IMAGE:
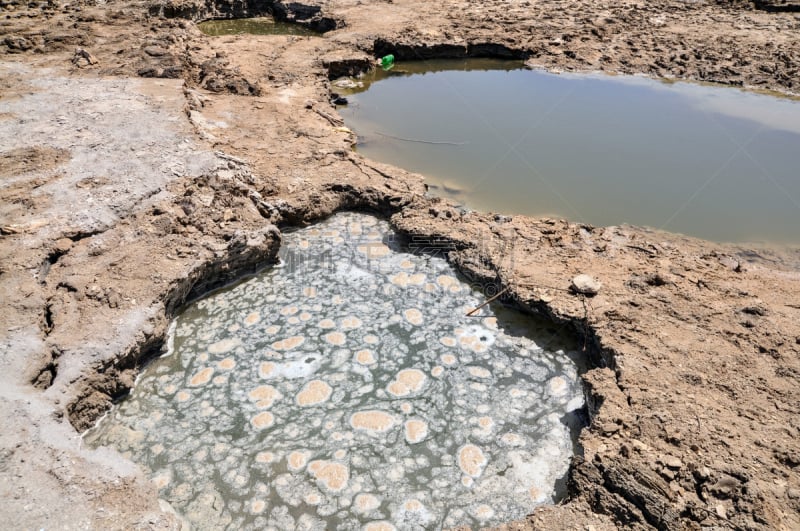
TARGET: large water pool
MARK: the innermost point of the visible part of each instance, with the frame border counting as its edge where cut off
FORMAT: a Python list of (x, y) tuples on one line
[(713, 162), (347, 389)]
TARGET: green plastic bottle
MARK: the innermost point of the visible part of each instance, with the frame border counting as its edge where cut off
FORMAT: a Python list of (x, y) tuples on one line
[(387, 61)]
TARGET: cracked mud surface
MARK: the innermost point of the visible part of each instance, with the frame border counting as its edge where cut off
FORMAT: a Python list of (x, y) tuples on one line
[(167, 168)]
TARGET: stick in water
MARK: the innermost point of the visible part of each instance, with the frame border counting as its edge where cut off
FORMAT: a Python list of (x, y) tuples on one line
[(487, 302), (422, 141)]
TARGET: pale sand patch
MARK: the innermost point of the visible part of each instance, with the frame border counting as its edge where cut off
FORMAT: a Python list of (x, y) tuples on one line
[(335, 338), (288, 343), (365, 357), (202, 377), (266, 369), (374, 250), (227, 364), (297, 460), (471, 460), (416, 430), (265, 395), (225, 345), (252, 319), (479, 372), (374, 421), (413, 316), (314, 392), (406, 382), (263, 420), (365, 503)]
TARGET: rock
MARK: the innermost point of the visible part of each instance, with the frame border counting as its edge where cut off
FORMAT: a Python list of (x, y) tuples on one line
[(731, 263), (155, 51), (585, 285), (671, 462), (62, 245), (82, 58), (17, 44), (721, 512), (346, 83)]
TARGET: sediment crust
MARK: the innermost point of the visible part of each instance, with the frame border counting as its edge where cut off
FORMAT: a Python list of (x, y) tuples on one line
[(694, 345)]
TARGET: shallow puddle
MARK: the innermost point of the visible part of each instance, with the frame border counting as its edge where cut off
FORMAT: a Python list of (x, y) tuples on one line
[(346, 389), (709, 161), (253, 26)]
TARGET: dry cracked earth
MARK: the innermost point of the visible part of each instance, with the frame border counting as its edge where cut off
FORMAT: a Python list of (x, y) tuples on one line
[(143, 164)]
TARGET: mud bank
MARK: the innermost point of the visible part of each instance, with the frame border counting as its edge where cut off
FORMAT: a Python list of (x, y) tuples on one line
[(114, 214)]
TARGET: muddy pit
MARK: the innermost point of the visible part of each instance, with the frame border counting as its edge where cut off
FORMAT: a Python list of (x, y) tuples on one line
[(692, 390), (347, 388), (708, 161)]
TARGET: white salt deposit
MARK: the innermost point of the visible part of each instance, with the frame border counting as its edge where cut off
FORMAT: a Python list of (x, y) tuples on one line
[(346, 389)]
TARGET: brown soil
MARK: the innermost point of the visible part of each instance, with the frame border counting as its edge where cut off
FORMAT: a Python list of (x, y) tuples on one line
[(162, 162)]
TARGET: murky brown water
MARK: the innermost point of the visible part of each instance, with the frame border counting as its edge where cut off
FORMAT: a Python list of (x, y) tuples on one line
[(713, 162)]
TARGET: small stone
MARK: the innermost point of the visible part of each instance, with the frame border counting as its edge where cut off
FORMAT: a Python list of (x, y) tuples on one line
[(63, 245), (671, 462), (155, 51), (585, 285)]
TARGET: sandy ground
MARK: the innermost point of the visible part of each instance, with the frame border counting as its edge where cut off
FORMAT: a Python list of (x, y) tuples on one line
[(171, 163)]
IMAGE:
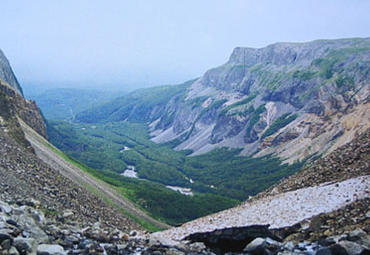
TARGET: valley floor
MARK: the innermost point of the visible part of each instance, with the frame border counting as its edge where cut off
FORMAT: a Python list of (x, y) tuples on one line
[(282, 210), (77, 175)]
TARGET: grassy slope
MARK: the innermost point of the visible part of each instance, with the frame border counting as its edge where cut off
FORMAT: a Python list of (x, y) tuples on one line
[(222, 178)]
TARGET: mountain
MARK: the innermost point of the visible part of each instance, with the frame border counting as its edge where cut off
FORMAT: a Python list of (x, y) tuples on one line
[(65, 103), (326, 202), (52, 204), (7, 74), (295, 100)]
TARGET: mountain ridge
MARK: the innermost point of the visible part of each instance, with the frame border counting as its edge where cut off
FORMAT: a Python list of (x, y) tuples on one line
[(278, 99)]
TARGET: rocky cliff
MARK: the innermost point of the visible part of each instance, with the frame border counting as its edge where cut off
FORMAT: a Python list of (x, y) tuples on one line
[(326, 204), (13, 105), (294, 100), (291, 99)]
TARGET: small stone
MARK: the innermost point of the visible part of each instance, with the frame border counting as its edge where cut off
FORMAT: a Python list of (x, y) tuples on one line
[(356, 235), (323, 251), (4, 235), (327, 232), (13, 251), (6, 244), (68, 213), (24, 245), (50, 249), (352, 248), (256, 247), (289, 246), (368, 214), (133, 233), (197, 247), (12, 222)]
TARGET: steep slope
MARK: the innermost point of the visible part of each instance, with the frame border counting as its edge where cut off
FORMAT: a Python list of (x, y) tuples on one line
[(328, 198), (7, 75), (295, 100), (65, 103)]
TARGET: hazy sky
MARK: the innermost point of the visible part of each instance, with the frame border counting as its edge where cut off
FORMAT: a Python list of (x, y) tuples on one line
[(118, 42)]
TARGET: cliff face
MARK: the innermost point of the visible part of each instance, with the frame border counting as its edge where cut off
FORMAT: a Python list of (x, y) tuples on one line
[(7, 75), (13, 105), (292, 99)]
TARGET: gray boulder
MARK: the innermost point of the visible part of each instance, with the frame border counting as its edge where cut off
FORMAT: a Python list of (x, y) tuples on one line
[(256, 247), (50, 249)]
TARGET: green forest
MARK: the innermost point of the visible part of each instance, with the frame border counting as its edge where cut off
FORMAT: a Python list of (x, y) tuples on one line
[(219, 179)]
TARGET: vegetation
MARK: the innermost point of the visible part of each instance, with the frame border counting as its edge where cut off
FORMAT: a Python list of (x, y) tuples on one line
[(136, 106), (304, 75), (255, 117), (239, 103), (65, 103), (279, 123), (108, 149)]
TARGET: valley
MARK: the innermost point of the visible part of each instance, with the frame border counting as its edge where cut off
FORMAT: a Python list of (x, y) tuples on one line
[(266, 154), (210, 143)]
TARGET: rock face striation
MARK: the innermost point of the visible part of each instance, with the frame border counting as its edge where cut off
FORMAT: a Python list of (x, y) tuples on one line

::::::::::

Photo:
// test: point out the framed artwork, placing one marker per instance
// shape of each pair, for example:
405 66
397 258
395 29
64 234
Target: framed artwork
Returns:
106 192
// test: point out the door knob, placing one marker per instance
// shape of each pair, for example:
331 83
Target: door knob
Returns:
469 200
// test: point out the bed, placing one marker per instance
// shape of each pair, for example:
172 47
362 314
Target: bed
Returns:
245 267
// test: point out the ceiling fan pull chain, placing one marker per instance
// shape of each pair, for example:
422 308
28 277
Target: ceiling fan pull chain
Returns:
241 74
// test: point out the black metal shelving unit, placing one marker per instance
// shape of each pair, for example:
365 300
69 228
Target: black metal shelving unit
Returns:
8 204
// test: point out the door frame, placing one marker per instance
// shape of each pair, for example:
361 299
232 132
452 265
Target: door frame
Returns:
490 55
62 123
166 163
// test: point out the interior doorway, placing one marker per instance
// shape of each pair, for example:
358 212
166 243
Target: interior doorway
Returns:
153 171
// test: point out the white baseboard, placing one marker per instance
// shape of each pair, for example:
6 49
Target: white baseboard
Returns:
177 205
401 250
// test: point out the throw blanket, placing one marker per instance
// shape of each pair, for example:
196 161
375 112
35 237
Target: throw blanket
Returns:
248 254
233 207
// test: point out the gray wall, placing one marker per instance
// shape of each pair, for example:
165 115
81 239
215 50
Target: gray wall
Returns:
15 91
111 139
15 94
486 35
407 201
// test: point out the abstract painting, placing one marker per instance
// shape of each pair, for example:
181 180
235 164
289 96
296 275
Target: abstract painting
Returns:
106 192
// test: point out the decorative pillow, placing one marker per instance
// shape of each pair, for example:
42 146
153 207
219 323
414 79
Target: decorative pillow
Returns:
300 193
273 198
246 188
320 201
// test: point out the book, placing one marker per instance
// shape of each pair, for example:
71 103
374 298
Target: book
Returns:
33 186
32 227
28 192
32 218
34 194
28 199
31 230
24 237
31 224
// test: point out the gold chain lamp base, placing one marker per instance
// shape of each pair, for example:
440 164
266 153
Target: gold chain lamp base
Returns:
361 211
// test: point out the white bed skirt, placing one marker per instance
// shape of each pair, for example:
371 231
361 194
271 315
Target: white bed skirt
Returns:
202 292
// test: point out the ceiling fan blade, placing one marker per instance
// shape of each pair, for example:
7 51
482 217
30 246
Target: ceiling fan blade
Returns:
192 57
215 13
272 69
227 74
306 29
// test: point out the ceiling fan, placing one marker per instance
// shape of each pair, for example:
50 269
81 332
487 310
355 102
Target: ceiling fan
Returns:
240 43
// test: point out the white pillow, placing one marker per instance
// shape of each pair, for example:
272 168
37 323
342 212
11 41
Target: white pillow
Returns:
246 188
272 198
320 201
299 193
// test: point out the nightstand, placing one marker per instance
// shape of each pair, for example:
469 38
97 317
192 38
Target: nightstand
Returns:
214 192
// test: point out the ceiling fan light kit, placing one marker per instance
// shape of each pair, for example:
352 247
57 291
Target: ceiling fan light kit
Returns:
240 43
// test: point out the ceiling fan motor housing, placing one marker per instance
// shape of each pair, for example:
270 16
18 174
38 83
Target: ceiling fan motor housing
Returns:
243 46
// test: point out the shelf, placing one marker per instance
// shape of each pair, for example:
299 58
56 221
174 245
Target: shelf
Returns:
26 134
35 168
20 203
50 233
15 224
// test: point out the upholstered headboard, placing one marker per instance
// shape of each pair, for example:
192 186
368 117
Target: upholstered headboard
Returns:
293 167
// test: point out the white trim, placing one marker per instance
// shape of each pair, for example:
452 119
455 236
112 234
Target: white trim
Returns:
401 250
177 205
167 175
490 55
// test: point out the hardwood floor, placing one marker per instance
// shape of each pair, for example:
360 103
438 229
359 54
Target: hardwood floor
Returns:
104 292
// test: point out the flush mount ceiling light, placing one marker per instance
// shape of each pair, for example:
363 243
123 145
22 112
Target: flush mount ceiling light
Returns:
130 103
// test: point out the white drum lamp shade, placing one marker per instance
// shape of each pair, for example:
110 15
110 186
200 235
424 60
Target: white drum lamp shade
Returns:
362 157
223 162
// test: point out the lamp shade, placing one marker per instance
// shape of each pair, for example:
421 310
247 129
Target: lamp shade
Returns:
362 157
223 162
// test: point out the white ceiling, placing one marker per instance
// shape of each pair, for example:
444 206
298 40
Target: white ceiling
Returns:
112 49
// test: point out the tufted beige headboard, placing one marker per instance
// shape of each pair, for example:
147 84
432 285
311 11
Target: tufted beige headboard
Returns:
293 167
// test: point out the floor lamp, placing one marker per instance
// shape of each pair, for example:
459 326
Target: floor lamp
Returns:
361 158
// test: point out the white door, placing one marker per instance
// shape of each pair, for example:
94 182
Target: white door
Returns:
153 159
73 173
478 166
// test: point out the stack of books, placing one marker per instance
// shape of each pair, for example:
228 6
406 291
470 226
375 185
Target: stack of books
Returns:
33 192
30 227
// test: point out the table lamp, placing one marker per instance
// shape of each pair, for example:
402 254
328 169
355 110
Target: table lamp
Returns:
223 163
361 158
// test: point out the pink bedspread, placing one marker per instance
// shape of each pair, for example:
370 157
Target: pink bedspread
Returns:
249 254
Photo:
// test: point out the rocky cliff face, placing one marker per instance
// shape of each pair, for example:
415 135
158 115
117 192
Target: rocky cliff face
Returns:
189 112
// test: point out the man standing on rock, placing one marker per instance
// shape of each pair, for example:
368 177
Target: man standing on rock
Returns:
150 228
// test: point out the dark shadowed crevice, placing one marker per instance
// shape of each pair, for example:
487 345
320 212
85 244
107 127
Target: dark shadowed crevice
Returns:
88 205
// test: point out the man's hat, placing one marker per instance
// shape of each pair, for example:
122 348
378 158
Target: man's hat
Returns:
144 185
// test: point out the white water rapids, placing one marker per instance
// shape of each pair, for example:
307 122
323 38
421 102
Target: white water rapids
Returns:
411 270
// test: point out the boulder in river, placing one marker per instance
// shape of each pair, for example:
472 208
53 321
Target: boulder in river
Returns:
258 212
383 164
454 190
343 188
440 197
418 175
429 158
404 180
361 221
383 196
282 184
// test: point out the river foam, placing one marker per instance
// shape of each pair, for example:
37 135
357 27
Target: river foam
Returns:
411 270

::::::::::

● Task to carry out:
The answer is the lines above between the line holding "Target: black metal shelving unit" and the line holding "skirt, placing one marker per instance", inclusive, each written out exactly, and no others.

● Solved problem:
Target: black metal shelving unit
Returns:
8 204
// test: point out the door frame, placing one marker per instance
// shape of each pair, for example:
361 299
232 132
452 265
Target: door frame
Returns:
490 55
62 123
166 163
// test: point out the interior doorway, placing one marker per instance
// shape of each pair, for example:
358 212
166 243
Target: interior doorway
Returns:
153 171
// test: point out the white baseboard, placing one marker per instance
// shape of each pair, for example:
6 49
Target: white baseboard
Returns:
177 205
401 250
// test: point out the throw blanket, placing one marker per instance
// shape of each pair, for example:
196 161
375 112
35 237
Target: throw blanket
Returns:
248 254
233 207
// test: point out the gray wall, placing one marker per instance
// shape of each pair, for example:
165 115
81 239
215 50
Target: gray wall
Returns:
15 91
111 139
15 94
486 35
407 201
// test: point out the abstract painting, placing one marker per instance
// shape of each pair, for example:
181 180
235 164
289 96
296 275
Target: abstract painting
Returns:
106 192
// test: point out the decorative pillow, placing one marker per instance
// shape of each pair, for example:
42 146
153 207
219 323
414 79
Target: decorative pillow
Returns:
300 193
273 198
246 188
320 201
// test: point out the book, placing one marker per instance
// shape of each pair, for example:
71 103
374 298
Target: book
Returns:
33 186
32 227
28 192
32 218
34 194
28 199
31 230
24 237
31 224
// test: point out the gold chain lamp base, placing one marker per instance
// shape of each pair, for example:
440 164
266 153
Target: gold chain lamp base
Returns:
361 211
// test: point out the white bed skirt, placing one marker per instance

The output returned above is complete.